Metadata-Version: 2.1
Name: remotezip
Version: 0.12.0
Summary: Access zip file content hosted remotely without downloading the full file.
Home-page: https://github.com/gtsystem/python-remotezip
Author: Giuseppe Tribulato
Author-email: gtsystem@gmail.com
License: MIT
Description: # remotezip
        
        [![Build Status](https://travis-ci.org/gtsystem/python-remotezip.svg?branch=master)](https://travis-ci.org/gtsystem/python-remotezip)
        
        This module provides a way to access single members of a zip file archive without downloading the full content from a remote web server. For this library to work, the web server hosting the archive needs to support the [range](https://developer.mozilla.org/en-US/docs/Web/HTTP/Range_requests) header. 
        
        ## Installation
        
        `pip install remotezip`
        
        ## Usage
        
        ### Initialization
        
        `RemoteZip(url, ...)`
        
        To download the content, this library rely on the `requests` module. The constructor interface matches the function `requests.get` module.
        
        * **url**: Url where the zip file is located *(required)*.
        * **auth**: authentication credentials.
        * **headers**: headers to pass to the request.
        * **timeout**: timeout for the request.
        * **verify**: enable/disable certificate verification or set custom certificates location.
        * ... Please look at the [requests](http://docs.python-requests.org/en/master/user/quickstart/#make-a-request) documentation for futher usage details.
        * **initial\_buffer\_size**: How much data (in bytes) to fetch during the first connection to download the zip file central directory. If your zip file conteins a lot of files, would be a good idea to increase this parameter in order to avoid the need for further remote requests. *Default: 64kb*.
        * **session**: a custom session object to use for the request.

────

GOAL 1 -
Please pull out every line in the listing below that contains the word "bulging".

────

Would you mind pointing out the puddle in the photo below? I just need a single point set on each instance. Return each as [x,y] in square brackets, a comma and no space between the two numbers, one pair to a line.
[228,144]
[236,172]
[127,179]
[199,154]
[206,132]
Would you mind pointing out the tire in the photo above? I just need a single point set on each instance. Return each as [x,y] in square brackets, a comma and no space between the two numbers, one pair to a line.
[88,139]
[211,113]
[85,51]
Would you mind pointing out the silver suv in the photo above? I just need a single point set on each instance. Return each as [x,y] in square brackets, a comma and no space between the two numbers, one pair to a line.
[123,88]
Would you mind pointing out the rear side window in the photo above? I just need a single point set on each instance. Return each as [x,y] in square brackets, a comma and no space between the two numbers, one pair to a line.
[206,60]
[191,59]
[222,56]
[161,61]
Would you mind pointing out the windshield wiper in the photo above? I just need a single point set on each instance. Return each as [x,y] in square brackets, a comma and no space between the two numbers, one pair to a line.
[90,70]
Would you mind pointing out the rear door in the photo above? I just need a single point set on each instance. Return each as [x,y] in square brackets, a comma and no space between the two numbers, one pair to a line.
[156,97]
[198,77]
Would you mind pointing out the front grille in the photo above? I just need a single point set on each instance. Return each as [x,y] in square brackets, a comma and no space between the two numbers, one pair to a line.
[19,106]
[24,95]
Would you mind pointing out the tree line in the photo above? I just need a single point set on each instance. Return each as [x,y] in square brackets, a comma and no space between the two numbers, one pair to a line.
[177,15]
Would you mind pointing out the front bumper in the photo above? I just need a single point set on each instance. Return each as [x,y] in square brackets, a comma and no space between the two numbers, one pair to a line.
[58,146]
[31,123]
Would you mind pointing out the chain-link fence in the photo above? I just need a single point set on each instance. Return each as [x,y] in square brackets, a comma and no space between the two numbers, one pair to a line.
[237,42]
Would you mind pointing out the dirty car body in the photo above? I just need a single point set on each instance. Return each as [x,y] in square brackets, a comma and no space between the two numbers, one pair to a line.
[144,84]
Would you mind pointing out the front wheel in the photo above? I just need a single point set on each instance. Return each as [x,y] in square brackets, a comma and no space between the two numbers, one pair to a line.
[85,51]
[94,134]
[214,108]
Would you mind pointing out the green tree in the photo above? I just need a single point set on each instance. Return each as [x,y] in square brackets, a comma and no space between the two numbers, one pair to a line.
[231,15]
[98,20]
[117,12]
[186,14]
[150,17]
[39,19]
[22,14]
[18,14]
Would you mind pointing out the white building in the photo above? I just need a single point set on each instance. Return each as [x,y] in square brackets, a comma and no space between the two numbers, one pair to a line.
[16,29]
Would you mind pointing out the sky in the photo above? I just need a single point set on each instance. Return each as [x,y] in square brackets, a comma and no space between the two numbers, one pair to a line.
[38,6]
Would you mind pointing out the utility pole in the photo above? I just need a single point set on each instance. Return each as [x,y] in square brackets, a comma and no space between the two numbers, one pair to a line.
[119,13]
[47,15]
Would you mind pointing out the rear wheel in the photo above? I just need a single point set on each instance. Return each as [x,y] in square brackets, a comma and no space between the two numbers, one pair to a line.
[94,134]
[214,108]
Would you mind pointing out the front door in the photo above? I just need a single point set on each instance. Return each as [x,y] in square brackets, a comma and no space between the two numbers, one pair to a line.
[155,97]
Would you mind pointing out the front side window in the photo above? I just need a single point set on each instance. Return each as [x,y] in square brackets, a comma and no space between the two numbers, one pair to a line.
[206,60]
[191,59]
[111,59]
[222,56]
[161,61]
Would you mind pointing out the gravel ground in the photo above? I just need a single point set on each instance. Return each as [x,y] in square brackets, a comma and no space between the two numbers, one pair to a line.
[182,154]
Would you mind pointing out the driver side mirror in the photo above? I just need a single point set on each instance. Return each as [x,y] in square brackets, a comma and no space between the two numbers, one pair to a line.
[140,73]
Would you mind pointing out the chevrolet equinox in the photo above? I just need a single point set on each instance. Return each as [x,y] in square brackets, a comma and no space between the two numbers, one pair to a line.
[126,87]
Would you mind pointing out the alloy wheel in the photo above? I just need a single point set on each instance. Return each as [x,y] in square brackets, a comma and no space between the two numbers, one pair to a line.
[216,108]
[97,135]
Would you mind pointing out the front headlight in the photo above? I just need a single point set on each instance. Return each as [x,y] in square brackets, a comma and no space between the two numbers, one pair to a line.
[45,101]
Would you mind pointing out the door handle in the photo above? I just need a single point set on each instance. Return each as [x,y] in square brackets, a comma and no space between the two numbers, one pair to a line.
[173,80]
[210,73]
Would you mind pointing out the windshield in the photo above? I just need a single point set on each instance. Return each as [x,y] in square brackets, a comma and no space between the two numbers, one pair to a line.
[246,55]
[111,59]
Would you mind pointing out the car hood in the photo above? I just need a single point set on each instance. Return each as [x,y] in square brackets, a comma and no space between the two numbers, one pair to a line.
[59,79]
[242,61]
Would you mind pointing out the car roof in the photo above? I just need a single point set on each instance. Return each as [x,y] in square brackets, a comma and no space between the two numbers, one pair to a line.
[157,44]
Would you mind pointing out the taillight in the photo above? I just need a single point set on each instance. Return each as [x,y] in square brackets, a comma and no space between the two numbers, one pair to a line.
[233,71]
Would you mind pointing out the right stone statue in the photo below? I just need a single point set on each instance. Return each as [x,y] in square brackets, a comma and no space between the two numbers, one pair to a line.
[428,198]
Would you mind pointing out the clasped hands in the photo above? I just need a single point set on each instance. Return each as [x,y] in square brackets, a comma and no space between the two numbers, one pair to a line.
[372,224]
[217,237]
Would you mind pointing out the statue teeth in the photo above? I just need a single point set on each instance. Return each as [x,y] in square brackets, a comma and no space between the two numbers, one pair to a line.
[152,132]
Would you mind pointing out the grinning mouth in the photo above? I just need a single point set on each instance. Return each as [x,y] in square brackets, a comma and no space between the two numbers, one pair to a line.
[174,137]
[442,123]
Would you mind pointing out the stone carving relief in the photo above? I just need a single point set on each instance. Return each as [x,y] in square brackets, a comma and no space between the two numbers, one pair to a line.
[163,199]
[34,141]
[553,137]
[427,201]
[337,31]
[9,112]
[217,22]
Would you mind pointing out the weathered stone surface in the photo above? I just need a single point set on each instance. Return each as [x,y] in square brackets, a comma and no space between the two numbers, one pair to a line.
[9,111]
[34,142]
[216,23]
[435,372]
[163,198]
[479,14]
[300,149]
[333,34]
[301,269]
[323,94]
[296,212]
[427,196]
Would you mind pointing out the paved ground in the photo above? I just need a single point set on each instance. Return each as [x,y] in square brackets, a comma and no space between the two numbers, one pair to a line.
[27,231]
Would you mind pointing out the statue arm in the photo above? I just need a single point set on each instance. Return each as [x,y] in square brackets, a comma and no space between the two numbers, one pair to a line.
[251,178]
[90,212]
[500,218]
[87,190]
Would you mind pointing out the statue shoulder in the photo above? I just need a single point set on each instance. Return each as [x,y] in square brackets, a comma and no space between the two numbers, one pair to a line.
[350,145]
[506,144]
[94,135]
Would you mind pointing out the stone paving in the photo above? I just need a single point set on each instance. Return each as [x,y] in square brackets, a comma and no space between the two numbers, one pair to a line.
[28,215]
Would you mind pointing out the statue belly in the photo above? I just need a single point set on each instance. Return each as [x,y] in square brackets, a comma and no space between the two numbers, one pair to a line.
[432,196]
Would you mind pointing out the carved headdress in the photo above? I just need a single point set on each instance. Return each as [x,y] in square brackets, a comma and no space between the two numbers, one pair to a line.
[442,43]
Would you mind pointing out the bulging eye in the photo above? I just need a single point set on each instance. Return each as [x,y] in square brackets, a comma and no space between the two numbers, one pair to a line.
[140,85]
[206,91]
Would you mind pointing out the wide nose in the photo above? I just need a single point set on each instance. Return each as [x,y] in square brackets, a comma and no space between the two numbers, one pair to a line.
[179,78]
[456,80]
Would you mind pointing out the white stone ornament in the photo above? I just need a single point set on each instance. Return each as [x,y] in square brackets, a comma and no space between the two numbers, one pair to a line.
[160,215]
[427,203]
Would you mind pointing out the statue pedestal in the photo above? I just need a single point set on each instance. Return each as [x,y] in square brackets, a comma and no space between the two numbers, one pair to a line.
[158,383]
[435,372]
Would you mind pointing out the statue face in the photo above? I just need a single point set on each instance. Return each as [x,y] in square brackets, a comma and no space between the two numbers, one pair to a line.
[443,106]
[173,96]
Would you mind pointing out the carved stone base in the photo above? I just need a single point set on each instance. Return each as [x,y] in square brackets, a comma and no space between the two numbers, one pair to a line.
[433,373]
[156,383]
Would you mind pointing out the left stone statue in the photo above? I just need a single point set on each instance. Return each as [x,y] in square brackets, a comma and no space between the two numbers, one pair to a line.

────

GOAL 2 -
Carry on the remotezip package description above from where it stops.

FINAL RESULT 1 -
Would you mind pointing out the bulging eye in the photo above? I just need a single point set on each instance. Return each as [x,y] in square brackets, a comma and no space between the two numbers, one pair to a line.

FINAL RESULT 2 -
        * **support_suffix_range**: You can set this attribute to `False` if the remote server doesn't support suffix range
          (negative offset). Notice that this option will use one more HEAD request to fetch the content length.
        
        ### Class Interface
        
        `RemoteZip` is a subclass of the python standard library class `zipfile.ZipFile`, so it supports all its read methods:
        
        * `RemoteZip.close()`
        * `RemoteZip.getinfo(name)`
        * `RemoteZip.extract(member[, path[, pwd]])`
        * `RemoteZip.extractall([path[, members[, pwd]]])`
        * `RemoteZip.infolist()`
        * `RemoteZip.namelist()`
        * `RemoteZip.open(name[, mode[, pwd]])`
        * `RemoteZip.printdir()`
        * `RemoteZip.read(name[, pwd])`
        * `RemoteZip.testzip()`
        * `RemoteZip.filename`
        * `RemoteZip.debug`
        * `RemoteZip.comment`
        
        Please look at the [zipfile](https://docs.python.org/3/library/zipfile.html#zipfile-objects) documentation for usage details.
        
        
        **NOTE**:
        * `extractall()` and `testzip()` require to access the full content of the archive. If you need to use such methods, a full download of it would be probably more efficient.
        * `RemoteZip.open()` now supports seek operations when reading archive members. However as the content is streamed and DEFLATE format doesn't support seek natively, any negative seek operation will result in a new remote request from the beginning of the member content. This is very inefficient, the recommandation is to use `RemoteZip.extract()` and then open and operate on the extracted file.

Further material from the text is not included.